[Avec ces informations]
A - Indiquez, d'après l'article, dans quelle proportion l'économie algérienne dépend des exportations d'hydrocarbures.
B - Recopiez le passage de l'article allant de « Crise économique et » jusqu'à « algérien Abdelatif Rebah. » inclus, en substituant « États africains » à « pays africains ».

[Bloc de texte]

* * *

Crise économique et "reconfiguration guerrière" du monde, quelle chance pour les pays africains?

Dans le contexte de la crise économique mondiale, les pays africains ne pourront défendre leurs intérêts que s’ils créent "des ensembles forts au Maghreb, au Sahel et dans le continent en général, car leur réponse sera collective ou elle ne le sera pas!", affirme à Sputnik l’économiste algérien Abdelatif Rebah.
Sputnik
Sur fond de la crise financière et monétaire internationale de 2007-2008, l’économie algérienne a subi de plein fouet la chute du prix du pétrole en 2014, seule source de revenus en devises du pays, dont l’économie dépend à 98% des exportations d’hydrocarbures. Cette situation déjà difficile s’est aggravée dans le contexte de la crise sanitaire de Covid-19, qui a plombé l’économie mondiale.
Où en est la situation économique et financière mondiale? De quelle façon agit-elle sur la nouvelle reconfiguration des rapports de force et des équilibres mondiaux, notamment dans le contexte de l’émergence de la Chine et du retour de la Russie sur la scène internationale?
Par ailleurs, où se situe l’Algérie dans cette nouvelle reconfiguration? A-t-elle une économie résiliente? Que pourraient faire les pays du Maghreb pour sortir collectivement du marasme économique? Une intégration régionale incluant le Sahel, voir continentale, serait-elle la meilleure réponse dans ce contexte mondial changeant?
Pour répondre à ces questions, Sputnik a sollicité l’économiste algérien Abdelatif Rebah, auteur de plusieurs livres sur l’économie algérienne, dont "Algérie-Post Hirak" et "La Sonatrach, une entreprise pas comme les autres". Pour lui, "malgré les dizaines de milliers de milliards de dollars qui ont été déversés dans le système financier mondial pour le remettre en marche, le grippage a continué" et s’est de plus en plus manifesté dans l’économie réelle.

Une crise "structurelle et systémique"

Dans le contexte de la pandémie de Covid-19, la fragilité de l’économie mondiale s’est révélée dans toute son ampleur, explique M.Rebah, rappelant que "beaucoup de pays, même développés, se sont retrouvés en pénuries de masques médicaux, de gel hydro-alcoolique et autres fournitures de base".

* * *

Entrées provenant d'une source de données
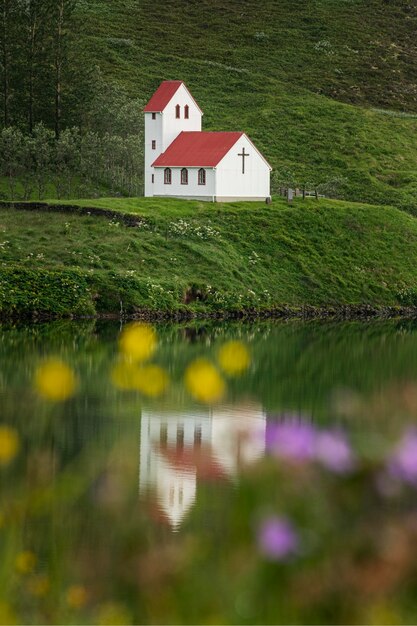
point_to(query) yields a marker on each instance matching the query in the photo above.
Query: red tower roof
(197, 149)
(162, 96)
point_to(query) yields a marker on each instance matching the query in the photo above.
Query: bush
(27, 292)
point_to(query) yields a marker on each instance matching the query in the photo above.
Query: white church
(182, 161)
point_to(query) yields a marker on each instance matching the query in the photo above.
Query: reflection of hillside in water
(178, 450)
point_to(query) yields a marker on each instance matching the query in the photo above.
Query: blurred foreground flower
(9, 444)
(277, 539)
(333, 451)
(301, 442)
(291, 440)
(403, 463)
(138, 341)
(54, 380)
(234, 358)
(204, 382)
(25, 562)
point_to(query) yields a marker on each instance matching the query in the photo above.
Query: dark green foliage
(28, 292)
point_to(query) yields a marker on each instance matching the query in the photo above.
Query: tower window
(184, 176)
(197, 436)
(201, 176)
(167, 176)
(180, 436)
(163, 435)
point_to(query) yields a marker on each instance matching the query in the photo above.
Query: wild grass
(191, 255)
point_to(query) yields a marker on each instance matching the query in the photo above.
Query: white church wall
(153, 132)
(172, 126)
(192, 190)
(232, 183)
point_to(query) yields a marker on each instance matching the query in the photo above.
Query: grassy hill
(192, 257)
(326, 88)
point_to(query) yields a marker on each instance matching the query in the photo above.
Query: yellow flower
(9, 444)
(204, 382)
(234, 358)
(54, 380)
(76, 596)
(151, 380)
(39, 586)
(138, 341)
(113, 613)
(25, 562)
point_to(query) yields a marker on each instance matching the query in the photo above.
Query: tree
(11, 150)
(63, 11)
(34, 57)
(6, 21)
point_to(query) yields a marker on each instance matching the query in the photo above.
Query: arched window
(167, 176)
(201, 177)
(184, 176)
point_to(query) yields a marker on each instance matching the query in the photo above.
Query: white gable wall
(153, 131)
(171, 126)
(232, 184)
(192, 190)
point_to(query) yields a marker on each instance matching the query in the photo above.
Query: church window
(167, 176)
(201, 176)
(197, 436)
(184, 176)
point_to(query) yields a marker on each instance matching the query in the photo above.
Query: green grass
(192, 256)
(307, 82)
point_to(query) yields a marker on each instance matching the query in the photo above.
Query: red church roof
(197, 149)
(162, 96)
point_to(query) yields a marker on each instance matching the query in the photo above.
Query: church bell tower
(170, 111)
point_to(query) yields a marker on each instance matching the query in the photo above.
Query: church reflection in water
(178, 450)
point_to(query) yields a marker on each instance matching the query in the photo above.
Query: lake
(208, 473)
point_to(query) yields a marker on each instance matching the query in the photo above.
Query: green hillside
(191, 257)
(326, 88)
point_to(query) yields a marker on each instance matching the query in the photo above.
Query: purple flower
(403, 463)
(291, 440)
(333, 452)
(277, 539)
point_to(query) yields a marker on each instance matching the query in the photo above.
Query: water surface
(127, 502)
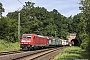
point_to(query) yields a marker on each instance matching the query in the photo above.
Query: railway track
(26, 55)
(9, 52)
(44, 55)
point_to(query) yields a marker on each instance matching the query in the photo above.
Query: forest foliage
(48, 23)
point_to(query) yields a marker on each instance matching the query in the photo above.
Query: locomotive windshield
(26, 37)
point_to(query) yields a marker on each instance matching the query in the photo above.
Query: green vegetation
(72, 53)
(48, 23)
(8, 46)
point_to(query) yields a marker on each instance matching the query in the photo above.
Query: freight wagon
(33, 41)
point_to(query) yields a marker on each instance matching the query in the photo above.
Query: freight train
(33, 41)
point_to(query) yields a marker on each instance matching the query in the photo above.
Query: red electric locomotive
(31, 41)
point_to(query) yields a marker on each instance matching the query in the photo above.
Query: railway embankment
(73, 53)
(8, 46)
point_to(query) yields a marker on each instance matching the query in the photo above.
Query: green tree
(1, 9)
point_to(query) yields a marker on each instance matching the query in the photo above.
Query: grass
(73, 53)
(7, 46)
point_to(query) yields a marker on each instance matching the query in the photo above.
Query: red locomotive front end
(31, 41)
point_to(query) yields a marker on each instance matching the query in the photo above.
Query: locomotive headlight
(23, 41)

* * *

[Réponses attendues]
A - Elle en dépend à 98 %.

B -
Crise économique et "reconfiguration guerrière" du monde, quelle chance pour les États africains?

Dans le contexte de la crise économique mondiale, les États africains ne pourront défendre leurs intérêts que s’ils créent "des ensembles forts au Maghreb, au Sahel et dans le continent en général, car leur réponse sera collective ou elle ne le sera pas!", affirme à Sputnik l’économiste algérien Abdelatif Rebah.